* [REQUIRED ACTION] Looking through the data, please report how many lines contain the string "pixels", giving nothing but the number.

* [DATA RECORDS]
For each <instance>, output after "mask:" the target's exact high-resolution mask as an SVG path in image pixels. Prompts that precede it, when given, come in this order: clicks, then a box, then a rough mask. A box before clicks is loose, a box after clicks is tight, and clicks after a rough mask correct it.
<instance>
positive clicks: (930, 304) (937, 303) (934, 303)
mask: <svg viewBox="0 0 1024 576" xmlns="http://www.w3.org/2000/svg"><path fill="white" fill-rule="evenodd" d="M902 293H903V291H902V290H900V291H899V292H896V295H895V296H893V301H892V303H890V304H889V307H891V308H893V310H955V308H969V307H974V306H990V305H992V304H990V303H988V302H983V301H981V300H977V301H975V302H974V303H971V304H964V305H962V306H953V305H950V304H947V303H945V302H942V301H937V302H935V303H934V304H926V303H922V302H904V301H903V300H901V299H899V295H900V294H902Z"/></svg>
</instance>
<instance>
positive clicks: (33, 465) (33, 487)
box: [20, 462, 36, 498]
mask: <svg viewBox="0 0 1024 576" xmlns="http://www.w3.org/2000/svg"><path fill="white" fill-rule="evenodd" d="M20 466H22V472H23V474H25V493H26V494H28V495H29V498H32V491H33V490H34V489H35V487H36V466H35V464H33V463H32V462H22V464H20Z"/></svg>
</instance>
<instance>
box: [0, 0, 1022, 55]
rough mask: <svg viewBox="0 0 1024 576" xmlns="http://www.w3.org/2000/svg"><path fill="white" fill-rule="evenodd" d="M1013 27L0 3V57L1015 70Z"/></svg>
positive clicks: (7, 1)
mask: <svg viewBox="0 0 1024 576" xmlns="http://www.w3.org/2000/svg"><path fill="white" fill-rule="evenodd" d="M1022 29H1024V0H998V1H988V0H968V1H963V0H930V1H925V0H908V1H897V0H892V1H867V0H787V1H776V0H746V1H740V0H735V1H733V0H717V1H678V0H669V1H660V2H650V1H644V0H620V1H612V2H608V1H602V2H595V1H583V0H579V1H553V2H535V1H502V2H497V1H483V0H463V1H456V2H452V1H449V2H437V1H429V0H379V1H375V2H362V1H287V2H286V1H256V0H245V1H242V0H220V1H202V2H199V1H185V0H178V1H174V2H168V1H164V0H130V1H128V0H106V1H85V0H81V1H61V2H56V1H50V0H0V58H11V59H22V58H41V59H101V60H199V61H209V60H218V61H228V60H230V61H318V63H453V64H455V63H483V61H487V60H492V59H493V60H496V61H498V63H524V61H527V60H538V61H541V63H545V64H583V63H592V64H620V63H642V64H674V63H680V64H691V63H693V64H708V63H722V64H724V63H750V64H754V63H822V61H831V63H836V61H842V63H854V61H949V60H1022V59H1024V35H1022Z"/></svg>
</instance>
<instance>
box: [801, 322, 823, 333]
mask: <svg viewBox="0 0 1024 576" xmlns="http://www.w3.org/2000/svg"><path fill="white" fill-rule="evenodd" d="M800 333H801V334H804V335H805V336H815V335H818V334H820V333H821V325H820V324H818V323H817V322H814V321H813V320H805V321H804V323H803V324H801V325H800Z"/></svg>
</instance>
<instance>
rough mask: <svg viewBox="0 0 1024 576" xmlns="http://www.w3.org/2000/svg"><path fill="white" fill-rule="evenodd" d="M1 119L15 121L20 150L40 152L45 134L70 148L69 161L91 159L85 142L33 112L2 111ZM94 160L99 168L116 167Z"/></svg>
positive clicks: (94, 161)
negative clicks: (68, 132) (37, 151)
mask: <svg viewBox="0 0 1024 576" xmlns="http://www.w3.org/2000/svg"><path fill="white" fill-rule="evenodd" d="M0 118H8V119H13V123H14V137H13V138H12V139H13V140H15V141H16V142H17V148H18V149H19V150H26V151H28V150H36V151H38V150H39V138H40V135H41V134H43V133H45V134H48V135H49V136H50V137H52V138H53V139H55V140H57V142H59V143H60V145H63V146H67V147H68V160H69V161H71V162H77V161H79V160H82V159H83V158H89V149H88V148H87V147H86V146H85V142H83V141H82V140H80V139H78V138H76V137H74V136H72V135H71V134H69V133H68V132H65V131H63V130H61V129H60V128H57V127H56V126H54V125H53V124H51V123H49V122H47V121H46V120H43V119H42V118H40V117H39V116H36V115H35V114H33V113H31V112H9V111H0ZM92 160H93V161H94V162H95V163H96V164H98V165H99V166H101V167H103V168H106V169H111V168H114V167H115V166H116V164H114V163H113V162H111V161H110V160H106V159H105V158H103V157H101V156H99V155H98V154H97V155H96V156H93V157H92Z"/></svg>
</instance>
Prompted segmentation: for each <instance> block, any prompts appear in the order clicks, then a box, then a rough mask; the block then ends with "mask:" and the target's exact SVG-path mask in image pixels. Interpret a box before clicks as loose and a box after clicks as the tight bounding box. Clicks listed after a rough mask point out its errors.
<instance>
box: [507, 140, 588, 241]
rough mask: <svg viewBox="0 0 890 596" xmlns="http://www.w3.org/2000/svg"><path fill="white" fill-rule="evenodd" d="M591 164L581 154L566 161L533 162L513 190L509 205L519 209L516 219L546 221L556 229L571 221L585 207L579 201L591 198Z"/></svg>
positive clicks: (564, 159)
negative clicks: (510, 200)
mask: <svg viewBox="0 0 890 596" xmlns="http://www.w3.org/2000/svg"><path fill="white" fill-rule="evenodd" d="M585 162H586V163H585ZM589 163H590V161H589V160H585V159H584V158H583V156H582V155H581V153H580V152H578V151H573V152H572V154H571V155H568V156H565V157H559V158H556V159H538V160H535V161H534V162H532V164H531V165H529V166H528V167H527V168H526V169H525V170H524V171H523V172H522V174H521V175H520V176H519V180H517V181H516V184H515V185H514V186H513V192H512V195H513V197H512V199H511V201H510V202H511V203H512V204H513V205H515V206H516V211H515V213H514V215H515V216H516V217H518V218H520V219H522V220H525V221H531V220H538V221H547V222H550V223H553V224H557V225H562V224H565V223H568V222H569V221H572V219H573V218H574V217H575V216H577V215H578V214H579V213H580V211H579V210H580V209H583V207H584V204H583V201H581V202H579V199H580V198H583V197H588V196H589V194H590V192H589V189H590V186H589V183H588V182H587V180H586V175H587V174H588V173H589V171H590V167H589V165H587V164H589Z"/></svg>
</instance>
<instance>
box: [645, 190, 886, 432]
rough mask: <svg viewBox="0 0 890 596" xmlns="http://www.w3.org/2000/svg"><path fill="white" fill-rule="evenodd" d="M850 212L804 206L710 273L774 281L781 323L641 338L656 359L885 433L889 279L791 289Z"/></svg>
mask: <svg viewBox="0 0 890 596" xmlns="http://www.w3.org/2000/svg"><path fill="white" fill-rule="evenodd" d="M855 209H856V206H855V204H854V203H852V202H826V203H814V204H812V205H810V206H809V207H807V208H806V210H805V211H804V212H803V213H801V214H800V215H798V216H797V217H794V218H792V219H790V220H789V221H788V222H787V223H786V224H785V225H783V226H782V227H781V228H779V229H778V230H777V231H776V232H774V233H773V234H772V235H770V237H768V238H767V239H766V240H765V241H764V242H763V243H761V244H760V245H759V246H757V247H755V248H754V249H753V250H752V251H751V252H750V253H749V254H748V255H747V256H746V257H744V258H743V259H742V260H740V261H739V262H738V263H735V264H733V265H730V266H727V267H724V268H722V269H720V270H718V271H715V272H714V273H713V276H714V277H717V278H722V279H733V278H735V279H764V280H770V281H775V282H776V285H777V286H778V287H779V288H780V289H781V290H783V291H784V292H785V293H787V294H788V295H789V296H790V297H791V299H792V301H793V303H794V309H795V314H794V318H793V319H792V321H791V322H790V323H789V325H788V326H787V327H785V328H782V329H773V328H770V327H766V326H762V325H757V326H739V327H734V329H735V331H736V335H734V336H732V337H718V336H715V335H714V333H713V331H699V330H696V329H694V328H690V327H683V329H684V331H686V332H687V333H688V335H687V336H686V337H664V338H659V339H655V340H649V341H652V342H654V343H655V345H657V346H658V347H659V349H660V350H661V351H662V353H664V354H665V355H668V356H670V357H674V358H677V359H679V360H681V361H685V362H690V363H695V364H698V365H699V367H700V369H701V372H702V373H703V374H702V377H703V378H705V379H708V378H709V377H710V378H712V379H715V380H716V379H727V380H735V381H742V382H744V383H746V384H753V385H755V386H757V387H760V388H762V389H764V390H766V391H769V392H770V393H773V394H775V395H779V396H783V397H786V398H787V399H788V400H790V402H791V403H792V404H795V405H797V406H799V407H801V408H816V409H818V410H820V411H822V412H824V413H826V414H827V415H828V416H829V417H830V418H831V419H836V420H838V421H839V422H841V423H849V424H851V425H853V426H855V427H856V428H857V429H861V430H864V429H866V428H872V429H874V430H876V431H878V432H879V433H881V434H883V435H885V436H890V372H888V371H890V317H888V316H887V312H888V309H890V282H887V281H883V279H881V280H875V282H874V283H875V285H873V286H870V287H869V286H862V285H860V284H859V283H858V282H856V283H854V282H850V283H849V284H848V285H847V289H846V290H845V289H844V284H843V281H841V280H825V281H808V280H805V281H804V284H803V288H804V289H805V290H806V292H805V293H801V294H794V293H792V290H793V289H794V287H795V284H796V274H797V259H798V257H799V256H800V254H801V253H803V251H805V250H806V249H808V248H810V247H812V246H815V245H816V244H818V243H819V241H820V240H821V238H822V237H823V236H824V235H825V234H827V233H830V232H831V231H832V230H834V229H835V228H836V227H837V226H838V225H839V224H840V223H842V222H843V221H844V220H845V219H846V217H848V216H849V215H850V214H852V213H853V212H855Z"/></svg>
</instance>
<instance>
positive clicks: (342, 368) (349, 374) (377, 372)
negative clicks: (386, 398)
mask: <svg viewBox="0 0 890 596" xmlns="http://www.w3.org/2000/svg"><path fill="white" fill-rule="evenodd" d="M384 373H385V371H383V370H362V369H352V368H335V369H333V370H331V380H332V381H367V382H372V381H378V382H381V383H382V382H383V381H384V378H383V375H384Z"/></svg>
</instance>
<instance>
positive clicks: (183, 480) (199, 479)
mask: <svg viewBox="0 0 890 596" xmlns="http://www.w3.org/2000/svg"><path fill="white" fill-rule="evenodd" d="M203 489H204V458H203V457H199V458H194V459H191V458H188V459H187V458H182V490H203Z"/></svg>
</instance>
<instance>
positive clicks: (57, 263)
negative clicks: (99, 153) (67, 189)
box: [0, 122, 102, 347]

* [SOLUTION TO THIS EXERCISE] 2